Point annotations for the photos
──────────

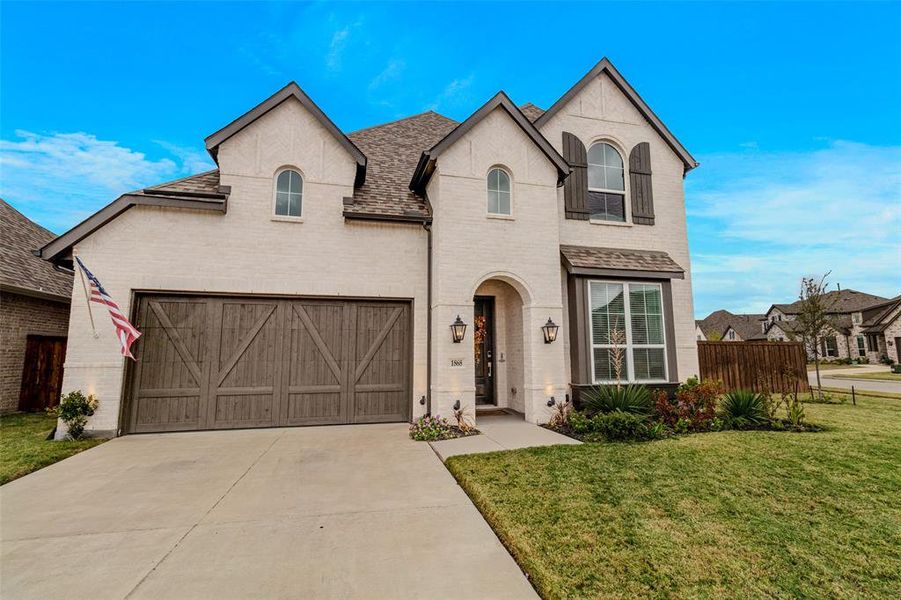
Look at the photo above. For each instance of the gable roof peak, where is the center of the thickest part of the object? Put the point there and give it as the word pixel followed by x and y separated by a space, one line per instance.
pixel 426 165
pixel 606 66
pixel 291 90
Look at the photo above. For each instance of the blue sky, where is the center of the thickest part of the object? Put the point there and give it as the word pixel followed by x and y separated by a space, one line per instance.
pixel 792 109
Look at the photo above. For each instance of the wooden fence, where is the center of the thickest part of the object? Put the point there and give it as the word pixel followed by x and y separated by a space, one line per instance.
pixel 754 365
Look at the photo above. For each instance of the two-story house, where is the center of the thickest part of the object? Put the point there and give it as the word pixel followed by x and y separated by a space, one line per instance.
pixel 318 277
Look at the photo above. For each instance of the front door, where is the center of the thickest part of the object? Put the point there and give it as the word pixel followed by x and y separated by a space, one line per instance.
pixel 483 340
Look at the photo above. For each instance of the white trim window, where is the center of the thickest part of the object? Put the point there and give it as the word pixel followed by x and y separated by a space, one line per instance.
pixel 289 194
pixel 606 183
pixel 499 192
pixel 626 319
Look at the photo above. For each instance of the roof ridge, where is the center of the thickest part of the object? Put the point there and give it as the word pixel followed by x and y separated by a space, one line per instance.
pixel 425 112
pixel 186 177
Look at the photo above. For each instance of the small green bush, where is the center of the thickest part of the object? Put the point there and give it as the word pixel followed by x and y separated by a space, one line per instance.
pixel 429 429
pixel 632 398
pixel 618 426
pixel 74 410
pixel 744 408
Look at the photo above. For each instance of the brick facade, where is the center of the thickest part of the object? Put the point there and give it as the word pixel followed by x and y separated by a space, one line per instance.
pixel 21 316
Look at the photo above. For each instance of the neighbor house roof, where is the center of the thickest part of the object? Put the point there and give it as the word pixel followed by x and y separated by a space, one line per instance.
pixel 747 326
pixel 605 66
pixel 393 150
pixel 839 301
pixel 427 160
pixel 20 270
pixel 199 192
pixel 292 90
pixel 588 260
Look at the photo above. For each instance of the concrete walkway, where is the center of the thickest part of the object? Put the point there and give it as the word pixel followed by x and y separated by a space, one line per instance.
pixel 847 379
pixel 356 511
pixel 502 432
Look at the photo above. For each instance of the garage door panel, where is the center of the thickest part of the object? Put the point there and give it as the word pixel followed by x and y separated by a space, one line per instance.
pixel 218 363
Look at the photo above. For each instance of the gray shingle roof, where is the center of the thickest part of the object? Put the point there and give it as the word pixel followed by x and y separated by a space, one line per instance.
pixel 393 150
pixel 840 301
pixel 19 268
pixel 588 257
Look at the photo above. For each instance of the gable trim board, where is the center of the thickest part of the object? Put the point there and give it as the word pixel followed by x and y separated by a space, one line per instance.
pixel 605 66
pixel 428 160
pixel 292 90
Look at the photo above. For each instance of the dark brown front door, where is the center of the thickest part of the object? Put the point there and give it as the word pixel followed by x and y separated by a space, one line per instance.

──────────

SHORT PROBLEM: Return every line of the items above without any changes, but leave the pictures out.

EXERCISE OUTPUT:
Look at the photo above. For each instance of the gable roof peak, where is the center of the thickest part of the object? Put the point there and give it as the word pixel followed by x and y separated by a space, one line per instance.
pixel 426 165
pixel 606 66
pixel 291 90
Look at the photo above. For each instance of the blue sky, where is the center of the thickest part of the object? Put the point there and give it as the word pixel followed by x and y separated by a space, one line per instance.
pixel 792 109
Look at the photo above. For each instance of the wooden fence, where is the center of the thickest part of the object? Put the point there and give it as the word pixel followed by x and y separated by a space, one line per instance.
pixel 754 365
Look at the photo above. For each instance of the two-story house, where is the center of the thickest part of the object? Put the point there and give it as the word pixel followed by x and y separated by a space, one line per instance.
pixel 318 277
Look at the photo above. For each instance of the front door, where is the center of the thickest part of the object? Put the point there and give it as the word pixel followed by x and y separated by a space, one line per instance.
pixel 483 340
Look at the photo above. For each instance of the white trim window, where is the center of the thickest part of the object? Put the point there and give it as the word pixel followed by x and y separated by a space, one line per instance.
pixel 289 194
pixel 606 183
pixel 499 192
pixel 626 319
Look at the photo above. For each instance of the roof ridge, where is the center of the thickest part of the object? Put the point there and give it as the word pixel followed by x and y separated by a space, one line per instance.
pixel 425 112
pixel 186 177
Look at the photo above. For each instance of the small green bush, where is the center of the thickest part of the object? Put the point there and give it as the word pixel followed by x and y separated by a space, one line per instance.
pixel 429 429
pixel 632 398
pixel 618 426
pixel 74 410
pixel 744 408
Look at the photo above. For each instance of the brick facade, where is the center of the thickest part of the object? Put the point there and give it as the word pixel followed by x and y separated by a space, one line per instance.
pixel 21 316
Look at the photo above. For each instance of the neighbor house roof, where is the center of the thickest part of the object? Put the point there and give it as the word pixel followed by x and y separated by a space, one line per instance.
pixel 747 326
pixel 605 66
pixel 393 150
pixel 839 301
pixel 427 160
pixel 20 270
pixel 199 192
pixel 292 90
pixel 588 260
Look at the photo above. For each instance of the concrete walkway, where is the center of the thickest part of the object? Put the point there and give it as the word pixel followed by x and y separated by a space, one line per instance.
pixel 847 379
pixel 356 511
pixel 502 432
Look at the photo above. For each instance of the garage door panel, where is the center of the thickest part of the object? Put the point there and give it as the word pixel followed by x and y separated by a space, one line per instance.
pixel 218 363
Look at the photo above. For each instance of the gray shingle roof, where is the center of the thickest part of the object? Put the point there and give it as the word pixel followed by x and y separated by a space, one line per instance.
pixel 393 150
pixel 840 301
pixel 19 268
pixel 588 257
Look at the photo above. For each instance of the gable trim board, where is the center of the thickest part of the object? Put the point there and give it as the word pixel followed by x and y separated by a space, one line per instance.
pixel 605 66
pixel 428 160
pixel 292 90
Look at the photo above. For each instance of the dark brown front door, where is the center of the thickest part of the object? Put the point there and give it as the word pixel followed by x and y separated by a space, one line per instance.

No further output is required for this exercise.